Directions
a) Quote word for word the passage of the Family Court interview that opens with the words containing "HZ::Why is a" and closes with "but it didn’t.".
b) List every sentence in the Family Court interview that ends with a question mark.
c) Write what comes next in the interview about Family Court judges, picking up after its final line.

Helen Zelon: We’ve learned from different sources that seven or eight seats will be open on the Family Court bench next year. Is that correct?
Edwina Richardson-Mendelson: My count is eight at this time. Not all are [official] Family Court judges; some are on loan. And some of the judges who are on loan were really permanent in Family Court. There’s one in the Bronx on a criminal court line who has never served in criminal court.
HZ::Why is a judge who sits in Family Court on a criminal court line? Is it budget-driven?
ERM: Not necessarily. There may have been an opening in criminal court, but not as much need there – or the person is experienced with Family Court, but there were no Family Court lines [for new judges] at the time.
The recognition has been long-standing that we need additional judicial resources in our Court. We thought we were coming close to having more judges in 2008 [after the LINK Sampson report on Family Court]. It really felt as if it was going to happen, but it didn’t.
HZ:: Lawyers for Legal Aid and on 18B panels have said that ‘judges are the elephant in the room’ – they assert that too few judges on the bench stymies their work and slows the overall workings of Family Court.

Supplied data
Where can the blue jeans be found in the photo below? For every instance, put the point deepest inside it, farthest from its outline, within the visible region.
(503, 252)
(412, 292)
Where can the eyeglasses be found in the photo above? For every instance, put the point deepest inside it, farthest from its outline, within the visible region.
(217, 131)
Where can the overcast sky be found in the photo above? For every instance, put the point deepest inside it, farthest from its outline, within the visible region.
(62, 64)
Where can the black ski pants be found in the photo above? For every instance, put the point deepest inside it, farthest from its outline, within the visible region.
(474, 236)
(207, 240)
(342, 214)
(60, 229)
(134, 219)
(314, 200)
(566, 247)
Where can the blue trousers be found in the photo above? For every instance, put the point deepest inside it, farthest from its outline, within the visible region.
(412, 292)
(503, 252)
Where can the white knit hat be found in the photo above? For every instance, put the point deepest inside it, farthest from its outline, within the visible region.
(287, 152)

==

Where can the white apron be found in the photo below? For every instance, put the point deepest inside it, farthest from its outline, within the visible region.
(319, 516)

Answers in order
a)
HZ::Why is a judge who sits in Family Court on a criminal court line? Is it budget-driven?
ERM: Not necessarily. There may have been an opening in criminal court, but not as much need there – or the person is experienced with Family Court, but there were no Family Court lines [for new judges] at the time.
The recognition has been long-standing that we need additional judicial resources in our Court. We thought we were coming close to having more judges in 2008 [after the LINK Sampson report on Family Court]. It really felt as if it was going to happen, but it didn’t.

b)
Is that correct?
Why is a judge who sits in Family Court on a criminal court line?
Is it budget-driven?

c)
ERM: It’s critically important that we keep trying to thrive in the absence of judgeships. I really do believe that court administrators recognize that we’re suffering in Family Court.
HZ:: How do you think cutting back the Judicial Hearing Officer program has affected the Court?
ERM: Quite frankly, we made some difficult and painful decisions as to who should stay and who should go. The recognition that we could keep some judicial hearing officers [while cutting others], for example, is recognition that we’re in trouble.
It’s difficult when we have judges on loan from other courts. We’re grateful to have them -- we learn from them and train those inexpert in Family Court. Many serve greatly. But it is difficult to serve our community. When a judge is there for two years, you train them, they understand the cases and the community – but they say "so long," and we start over with a new judge.
HZ:: Do you think that former Chief Judge Sol Wachtler’s observation a quarter-century ago, that Family Court is the stepchild of the state’s legal system, still holds true?
ERM: I don’t see it that way. My leaders, they understand that we are suffering and struggling. We deal with very, very difficult cases and we are under-resourced. I think they recognize that. My job, as the leader of this court in this season, is to continually advocate for resources – and also to make sure we’re doing our best with the resources at our disposal. Aristotle said, ‘We are what we repeatedly do.’ Quality is not an act, it’s a habit.
It’s over 20 years without new judges to Family Court. Our hope is the crisis will end, and we will be able to resource our court.
HZ:: How is it that so much good talent is chewed up in the Family Court churn?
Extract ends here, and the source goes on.